Document »
---
In the two decades since the Look East policy first came into play, India was generally content to look only towards ASEAN. Australia and East Asia were not really the focus area for India during that period. That India is now definitely committed to projecting further East into the SCS and beyond is no longer in doubt. India’s maritime projection eastward has so far been restricted to maritime activities related to trade and exploration for hydro-carbons wherever it has been invited to participate by the host country, as in the case of Vietnam. As to whether it is a prelude to the positioning and strengthening of a vigorous presence is difficult to say with any certainty at this juncture. Much will depend on China’s military assertion in India’s periphery as well as the projection of Chinese navy into the Indian Ocean to either balance or rival India’s historic primacy.
The diversion of the waters of the Brahmaputra and barrages on the Sutlej and Indus Rivers could further exacerbate tensions between the two countries. Whatever the case, a greater presence by the Indian navy beyond the Malacca Straits would be welcomed by practically all the nations of southeast Asia as well as Japan and South Korea.
At present there is considerable disparity in the economic strength of India and China. The latter has surged ahead spectacularly while India during the past years has been caught up in declining economic outcomes. Nevertheless, it is evident to China and the world that India could catch up in the coming years with the advent of a government with a decisive parliamentary majority and the emergence of a strong leader at the helm of affairs. In fact, by about 2035-40, if not earlier, these two countries could become the leading economies of the world. 

 

 

Looking Ahead

 Dr. Edward De Bono, lateral thinking guru and inventor of Six Hats Theory has this to say about India-China relations: “If India can partner China, the two can become a super power in a short time. Alternately, if India and China can form a coalition for bringing other developing nations under its fold, it can beat all other super powers. (The Economic Times, New Delhi, 18 September 2007).
---
Provided data »
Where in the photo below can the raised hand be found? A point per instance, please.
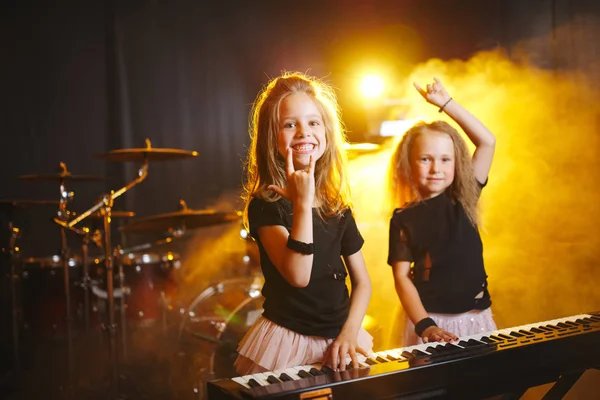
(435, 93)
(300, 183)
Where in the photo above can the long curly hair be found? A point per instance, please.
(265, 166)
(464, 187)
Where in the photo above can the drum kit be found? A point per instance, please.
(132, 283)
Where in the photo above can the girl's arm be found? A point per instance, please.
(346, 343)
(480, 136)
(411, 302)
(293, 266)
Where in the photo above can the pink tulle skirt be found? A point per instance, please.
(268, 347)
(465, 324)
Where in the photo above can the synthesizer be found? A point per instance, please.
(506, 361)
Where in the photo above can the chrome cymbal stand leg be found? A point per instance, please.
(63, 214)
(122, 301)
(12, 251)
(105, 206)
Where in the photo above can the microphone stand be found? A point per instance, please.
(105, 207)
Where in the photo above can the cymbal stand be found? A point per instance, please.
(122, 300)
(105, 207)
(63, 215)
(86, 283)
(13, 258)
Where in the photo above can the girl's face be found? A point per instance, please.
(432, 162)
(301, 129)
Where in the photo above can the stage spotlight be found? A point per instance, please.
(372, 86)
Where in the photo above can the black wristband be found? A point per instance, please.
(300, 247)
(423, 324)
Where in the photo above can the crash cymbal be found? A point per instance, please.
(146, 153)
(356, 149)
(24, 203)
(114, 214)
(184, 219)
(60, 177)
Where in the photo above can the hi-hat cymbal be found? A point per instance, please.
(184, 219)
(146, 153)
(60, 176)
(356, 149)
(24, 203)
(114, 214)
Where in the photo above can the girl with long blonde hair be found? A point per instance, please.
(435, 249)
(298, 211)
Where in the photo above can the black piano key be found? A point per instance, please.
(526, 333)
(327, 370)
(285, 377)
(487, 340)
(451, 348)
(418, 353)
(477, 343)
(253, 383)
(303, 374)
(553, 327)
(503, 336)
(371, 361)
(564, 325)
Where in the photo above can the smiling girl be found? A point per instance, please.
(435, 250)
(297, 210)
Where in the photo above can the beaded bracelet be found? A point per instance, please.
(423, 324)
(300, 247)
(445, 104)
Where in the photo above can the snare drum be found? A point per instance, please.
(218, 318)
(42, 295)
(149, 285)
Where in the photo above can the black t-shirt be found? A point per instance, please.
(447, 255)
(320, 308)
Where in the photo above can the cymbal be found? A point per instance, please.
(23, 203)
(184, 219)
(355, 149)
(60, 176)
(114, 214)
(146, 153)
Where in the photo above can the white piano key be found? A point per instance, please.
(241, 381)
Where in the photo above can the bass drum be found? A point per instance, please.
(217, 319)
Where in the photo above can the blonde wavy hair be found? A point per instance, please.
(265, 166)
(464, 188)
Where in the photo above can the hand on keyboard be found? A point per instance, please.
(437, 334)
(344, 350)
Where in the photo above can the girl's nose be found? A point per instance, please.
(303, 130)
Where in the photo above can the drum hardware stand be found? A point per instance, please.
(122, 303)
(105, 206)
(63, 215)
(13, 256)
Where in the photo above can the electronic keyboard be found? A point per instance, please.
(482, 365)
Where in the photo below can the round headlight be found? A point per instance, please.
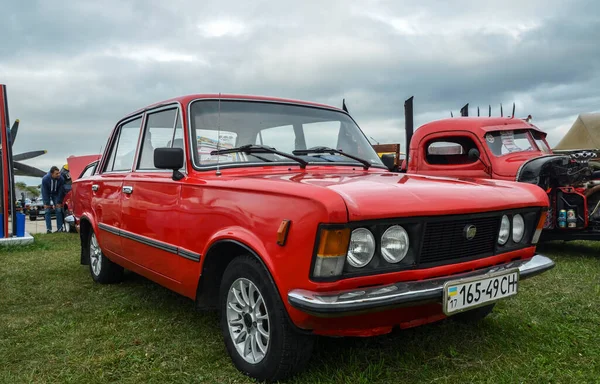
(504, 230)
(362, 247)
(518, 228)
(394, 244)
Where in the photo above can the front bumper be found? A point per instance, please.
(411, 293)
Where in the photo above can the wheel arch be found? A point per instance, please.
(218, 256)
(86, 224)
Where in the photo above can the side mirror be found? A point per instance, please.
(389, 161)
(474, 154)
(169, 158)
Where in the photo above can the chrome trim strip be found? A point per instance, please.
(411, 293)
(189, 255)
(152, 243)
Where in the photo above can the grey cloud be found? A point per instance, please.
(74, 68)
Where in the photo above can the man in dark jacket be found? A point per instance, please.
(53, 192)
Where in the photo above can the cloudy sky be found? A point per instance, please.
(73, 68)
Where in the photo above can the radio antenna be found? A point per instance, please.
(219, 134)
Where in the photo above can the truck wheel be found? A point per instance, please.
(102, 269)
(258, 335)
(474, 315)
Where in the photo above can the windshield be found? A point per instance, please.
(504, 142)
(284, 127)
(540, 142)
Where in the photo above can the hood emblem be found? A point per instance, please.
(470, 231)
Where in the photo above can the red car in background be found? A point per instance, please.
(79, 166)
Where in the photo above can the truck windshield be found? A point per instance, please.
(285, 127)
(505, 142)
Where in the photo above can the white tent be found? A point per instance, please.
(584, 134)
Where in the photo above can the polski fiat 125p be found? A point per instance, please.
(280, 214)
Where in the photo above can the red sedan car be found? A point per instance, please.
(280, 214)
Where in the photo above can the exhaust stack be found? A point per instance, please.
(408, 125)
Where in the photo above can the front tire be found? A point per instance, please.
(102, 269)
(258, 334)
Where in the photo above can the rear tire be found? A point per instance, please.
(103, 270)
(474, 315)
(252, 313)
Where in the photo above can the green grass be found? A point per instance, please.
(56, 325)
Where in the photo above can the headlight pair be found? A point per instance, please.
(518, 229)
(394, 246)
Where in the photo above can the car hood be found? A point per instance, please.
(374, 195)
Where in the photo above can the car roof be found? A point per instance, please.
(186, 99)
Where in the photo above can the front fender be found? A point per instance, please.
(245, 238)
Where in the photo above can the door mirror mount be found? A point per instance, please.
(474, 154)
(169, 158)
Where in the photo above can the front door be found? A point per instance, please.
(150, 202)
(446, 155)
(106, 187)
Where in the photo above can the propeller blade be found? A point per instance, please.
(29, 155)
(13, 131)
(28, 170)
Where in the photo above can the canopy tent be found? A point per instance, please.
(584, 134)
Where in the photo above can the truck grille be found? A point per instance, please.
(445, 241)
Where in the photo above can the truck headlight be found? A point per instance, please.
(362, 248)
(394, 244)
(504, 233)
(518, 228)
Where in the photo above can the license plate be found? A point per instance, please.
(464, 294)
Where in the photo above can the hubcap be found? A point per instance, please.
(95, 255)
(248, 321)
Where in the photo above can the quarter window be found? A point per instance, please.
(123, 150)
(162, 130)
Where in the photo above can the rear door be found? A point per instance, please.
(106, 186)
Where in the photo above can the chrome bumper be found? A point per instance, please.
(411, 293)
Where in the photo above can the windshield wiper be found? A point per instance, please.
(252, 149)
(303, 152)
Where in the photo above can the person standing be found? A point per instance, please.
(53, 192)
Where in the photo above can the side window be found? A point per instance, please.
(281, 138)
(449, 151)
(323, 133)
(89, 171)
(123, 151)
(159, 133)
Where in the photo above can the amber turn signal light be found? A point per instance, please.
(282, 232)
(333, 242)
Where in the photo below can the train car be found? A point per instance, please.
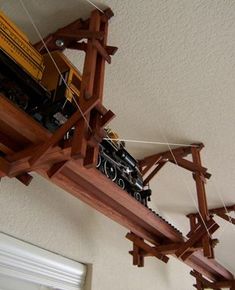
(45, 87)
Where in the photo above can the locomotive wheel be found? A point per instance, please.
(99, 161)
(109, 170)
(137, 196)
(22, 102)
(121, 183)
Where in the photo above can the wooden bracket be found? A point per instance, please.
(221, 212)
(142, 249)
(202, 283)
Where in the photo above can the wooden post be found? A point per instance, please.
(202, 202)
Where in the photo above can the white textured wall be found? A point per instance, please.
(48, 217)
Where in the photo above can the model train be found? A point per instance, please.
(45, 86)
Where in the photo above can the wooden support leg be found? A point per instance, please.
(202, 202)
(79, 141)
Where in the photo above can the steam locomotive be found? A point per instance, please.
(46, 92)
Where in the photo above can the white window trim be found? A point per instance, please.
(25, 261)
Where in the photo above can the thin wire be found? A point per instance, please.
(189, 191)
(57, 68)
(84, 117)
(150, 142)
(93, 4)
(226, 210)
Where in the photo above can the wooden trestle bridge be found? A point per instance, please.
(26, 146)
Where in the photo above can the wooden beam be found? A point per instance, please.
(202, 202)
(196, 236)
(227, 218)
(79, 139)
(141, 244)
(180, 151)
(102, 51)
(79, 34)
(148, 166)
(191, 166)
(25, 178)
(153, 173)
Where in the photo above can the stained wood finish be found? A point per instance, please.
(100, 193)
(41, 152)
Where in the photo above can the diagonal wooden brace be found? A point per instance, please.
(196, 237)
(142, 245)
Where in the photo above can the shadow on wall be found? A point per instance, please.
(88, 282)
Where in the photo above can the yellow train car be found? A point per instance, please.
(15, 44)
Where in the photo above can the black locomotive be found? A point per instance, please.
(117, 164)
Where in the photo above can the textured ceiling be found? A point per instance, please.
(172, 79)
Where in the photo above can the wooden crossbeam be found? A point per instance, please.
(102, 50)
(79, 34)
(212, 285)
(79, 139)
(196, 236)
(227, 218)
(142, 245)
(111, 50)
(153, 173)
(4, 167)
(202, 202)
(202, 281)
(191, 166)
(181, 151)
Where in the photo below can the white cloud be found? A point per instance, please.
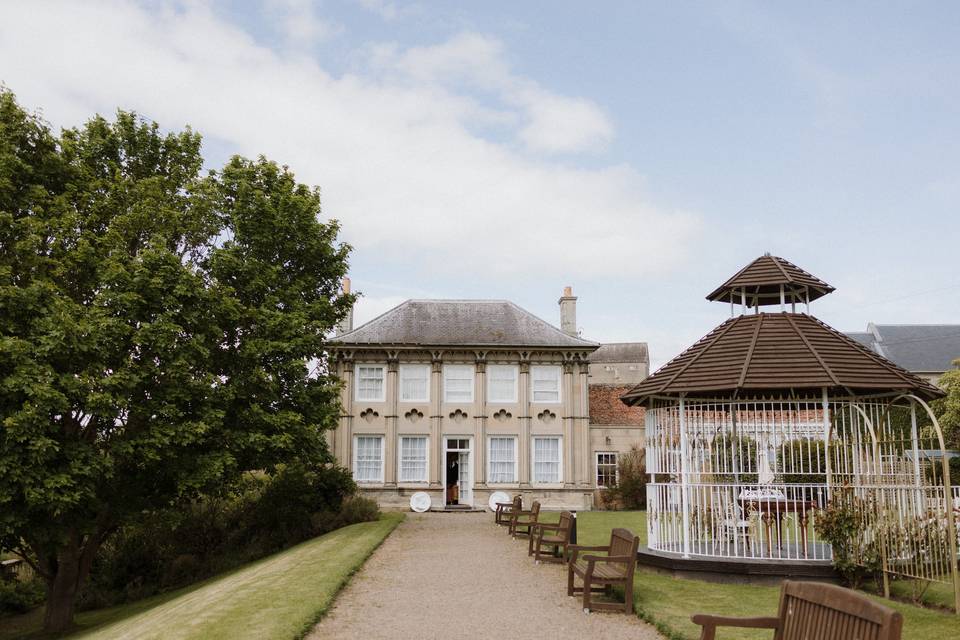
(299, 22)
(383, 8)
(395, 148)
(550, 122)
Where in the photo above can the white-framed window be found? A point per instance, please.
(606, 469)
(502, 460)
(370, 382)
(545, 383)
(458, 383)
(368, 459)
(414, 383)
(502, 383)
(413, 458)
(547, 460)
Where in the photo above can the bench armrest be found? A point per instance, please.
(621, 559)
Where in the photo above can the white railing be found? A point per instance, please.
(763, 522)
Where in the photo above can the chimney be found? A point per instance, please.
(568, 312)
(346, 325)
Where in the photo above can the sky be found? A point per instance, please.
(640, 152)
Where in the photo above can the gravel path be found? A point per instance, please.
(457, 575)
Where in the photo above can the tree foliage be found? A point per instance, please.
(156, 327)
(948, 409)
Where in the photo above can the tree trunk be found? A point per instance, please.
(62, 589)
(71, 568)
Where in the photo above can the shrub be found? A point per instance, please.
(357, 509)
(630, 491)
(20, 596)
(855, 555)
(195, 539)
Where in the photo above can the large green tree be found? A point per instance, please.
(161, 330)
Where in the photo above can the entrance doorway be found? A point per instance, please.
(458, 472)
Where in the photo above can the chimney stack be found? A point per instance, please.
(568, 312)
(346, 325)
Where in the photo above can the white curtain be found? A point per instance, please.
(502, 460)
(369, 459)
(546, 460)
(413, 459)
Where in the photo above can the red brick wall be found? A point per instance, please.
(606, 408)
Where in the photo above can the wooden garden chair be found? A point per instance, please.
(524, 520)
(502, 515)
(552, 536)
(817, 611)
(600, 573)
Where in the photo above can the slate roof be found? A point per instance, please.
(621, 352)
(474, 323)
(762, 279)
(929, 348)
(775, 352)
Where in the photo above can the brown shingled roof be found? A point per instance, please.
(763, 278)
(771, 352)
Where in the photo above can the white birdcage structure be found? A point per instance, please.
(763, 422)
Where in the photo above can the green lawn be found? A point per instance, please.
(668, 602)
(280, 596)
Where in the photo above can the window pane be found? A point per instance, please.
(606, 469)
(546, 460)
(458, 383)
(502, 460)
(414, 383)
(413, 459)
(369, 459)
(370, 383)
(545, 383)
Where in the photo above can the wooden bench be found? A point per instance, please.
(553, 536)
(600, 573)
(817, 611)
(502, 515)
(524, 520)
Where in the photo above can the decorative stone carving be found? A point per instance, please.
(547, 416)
---
Written tasks »
A. Copy the part of the India–China text between "Looking Ahead" and "18 September 2007).", inclusive.
B. Answer these questions from the India–China text:
(i) Which country does it name as a host that invited India to take part in hydrocarbon exploration?
(ii) Which three rivers does it name as possible sources of tension between the two countries?
(iii) By about what years could India and China become the leading economies of the world?

Task responses »
A.
Looking Ahead

 Dr. Edward De Bono, lateral thinking guru and inventor of Six Hats Theory has this to say about India-China relations: “If India can partner China, the two can become a super power in a short time. Alternately, if India and China can form a coalition for bringing other developing nations under its fold, it can beat all other super powers. (The Economic Times, New Delhi, 18 September 2007).

B.
(i) Vietnam
(ii) The Brahmaputra, the Sutlej and the Indus
(iii) By about 2035-40, if not earlier